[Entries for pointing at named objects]
=-=-=-=-=

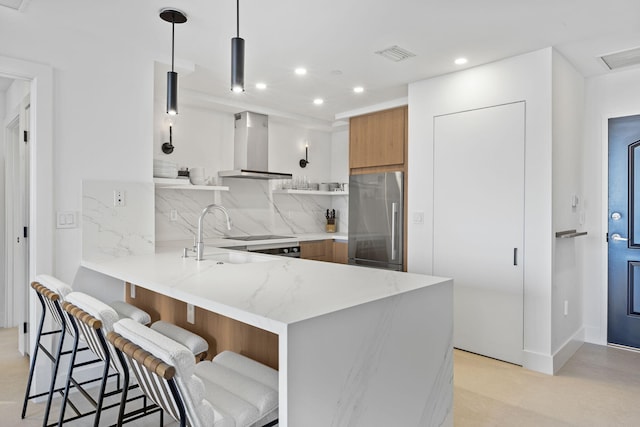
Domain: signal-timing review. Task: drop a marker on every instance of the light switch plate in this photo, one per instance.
(66, 219)
(119, 198)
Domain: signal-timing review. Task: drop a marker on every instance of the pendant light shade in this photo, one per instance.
(237, 56)
(172, 92)
(237, 64)
(175, 17)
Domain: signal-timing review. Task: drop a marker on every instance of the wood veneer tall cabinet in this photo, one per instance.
(378, 139)
(378, 142)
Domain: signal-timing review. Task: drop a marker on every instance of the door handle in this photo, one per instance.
(618, 238)
(394, 220)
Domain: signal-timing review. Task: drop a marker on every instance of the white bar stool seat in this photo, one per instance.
(230, 390)
(195, 343)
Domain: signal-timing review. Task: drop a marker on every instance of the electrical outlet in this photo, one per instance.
(118, 198)
(66, 219)
(191, 314)
(418, 217)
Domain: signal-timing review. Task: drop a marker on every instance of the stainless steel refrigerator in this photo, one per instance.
(376, 220)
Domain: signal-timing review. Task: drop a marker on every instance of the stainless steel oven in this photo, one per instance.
(288, 249)
(291, 250)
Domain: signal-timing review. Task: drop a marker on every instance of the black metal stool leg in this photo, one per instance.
(72, 361)
(54, 374)
(34, 358)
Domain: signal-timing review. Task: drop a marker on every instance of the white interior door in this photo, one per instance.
(479, 225)
(17, 223)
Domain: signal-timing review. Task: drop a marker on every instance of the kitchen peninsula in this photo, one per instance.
(357, 346)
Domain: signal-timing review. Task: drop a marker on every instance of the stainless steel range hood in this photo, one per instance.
(251, 148)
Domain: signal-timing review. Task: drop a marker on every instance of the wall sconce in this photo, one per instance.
(304, 162)
(167, 147)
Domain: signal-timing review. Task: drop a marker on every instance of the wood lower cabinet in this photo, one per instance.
(378, 139)
(340, 252)
(221, 332)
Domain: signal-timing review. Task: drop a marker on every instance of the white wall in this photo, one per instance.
(3, 241)
(568, 117)
(615, 94)
(103, 113)
(522, 78)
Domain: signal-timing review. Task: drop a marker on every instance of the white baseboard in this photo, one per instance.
(567, 350)
(595, 335)
(538, 362)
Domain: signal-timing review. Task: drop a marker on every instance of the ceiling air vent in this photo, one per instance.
(625, 58)
(13, 4)
(395, 53)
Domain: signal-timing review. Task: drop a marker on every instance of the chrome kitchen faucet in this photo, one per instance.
(200, 241)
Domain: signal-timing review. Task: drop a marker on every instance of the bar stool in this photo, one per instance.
(94, 319)
(51, 292)
(230, 390)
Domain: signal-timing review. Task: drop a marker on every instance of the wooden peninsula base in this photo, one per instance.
(221, 332)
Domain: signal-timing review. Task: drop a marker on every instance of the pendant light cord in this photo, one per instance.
(173, 34)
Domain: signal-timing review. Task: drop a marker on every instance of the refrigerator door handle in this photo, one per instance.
(394, 224)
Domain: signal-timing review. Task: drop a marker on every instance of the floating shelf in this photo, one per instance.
(313, 192)
(183, 184)
(567, 234)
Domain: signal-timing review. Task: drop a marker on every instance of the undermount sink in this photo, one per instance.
(237, 258)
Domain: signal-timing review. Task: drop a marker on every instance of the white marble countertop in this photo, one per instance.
(269, 294)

=-=-=-=-=

**TO BE DONE**
Rewrite the rows from the line with "countertop in this photo, one per instance." through the end of the rows, requests included, scaling each answer coordinate by 2.25 and rounding to the nearest whole number, with halves rounded up.

**ANSWER TO THIS TASK**
Domain: signal-timing review. Task: drop a marker on every instance of the white marble countertop in this photo, one per instance.
(605, 662)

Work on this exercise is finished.